En el último día de 2014 Dilma por fin anunció los 14 nombres que faltaban para completar su ministerio de exuberantes 39 carteras. Nombró a un experimentado y respetado embajador, Mauro Vieira, para Relaciones Exteriores, y confirmó a otros 13 que ya integraban su gobierno. A excepción de Mauro Vieira y de otros dos o tres integrantes, el gabinete de Dilma es un desfile de mediocridades. Y eso, para no mencionar algunos nombramientos que desafían cualquier análisis.

Por ejemplo: la cartera de deportes fue entregada a George Hilton, que sería absolutamente desconocido de no haber sido atrapado hace algunos años cargando, en efectivo, alrededor de 250 mil dólares. Se sospechó de dinero ilegal para campaña electoral. Hilton, autonombrado pastor de una de esas sectas evangélicas electrónicas que se multiplican como conejos en Brasil, aseguró que se trataba de donaciones de fieles. El dinero fue confiscado, él fue liberado y ahora se convirtió en ministro. Que no se pregunte qué vínculos tiene el abnegado transportador de donaciones con los temas de su nuevo empleo.

* **Material proporcionado**:
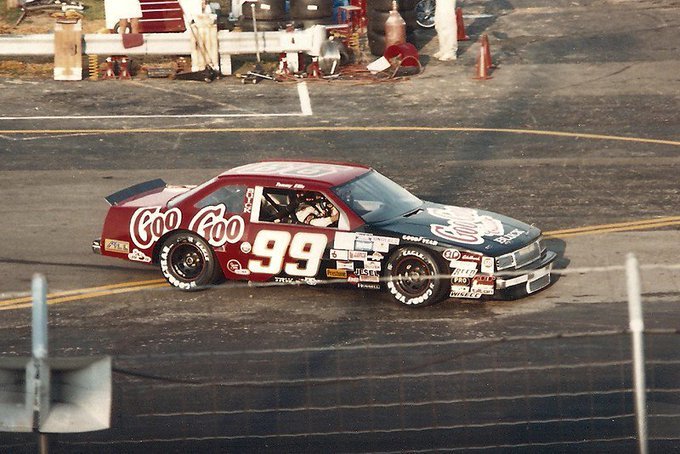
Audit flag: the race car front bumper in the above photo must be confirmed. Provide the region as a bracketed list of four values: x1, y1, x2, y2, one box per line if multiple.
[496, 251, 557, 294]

* * *

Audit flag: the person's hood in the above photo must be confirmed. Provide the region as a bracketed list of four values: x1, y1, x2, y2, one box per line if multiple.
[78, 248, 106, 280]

* **Tarea a realizar**:
Responda con datos del fragmento sobre el gabinete de Dilma:
(a) ¿Cuántas carteras tiene el ministerio completado?
(b) ¿Quién fue nombrado para Relaciones Exteriores?
(c) ¿Qué suma llevaba en efectivo George Hilton cuando fue atrapado?

* **Respuesta del ejercicio**:
(a) 39 carteras.
(b) Mauro Vieira.
(c) Alrededor de 250 mil dólares.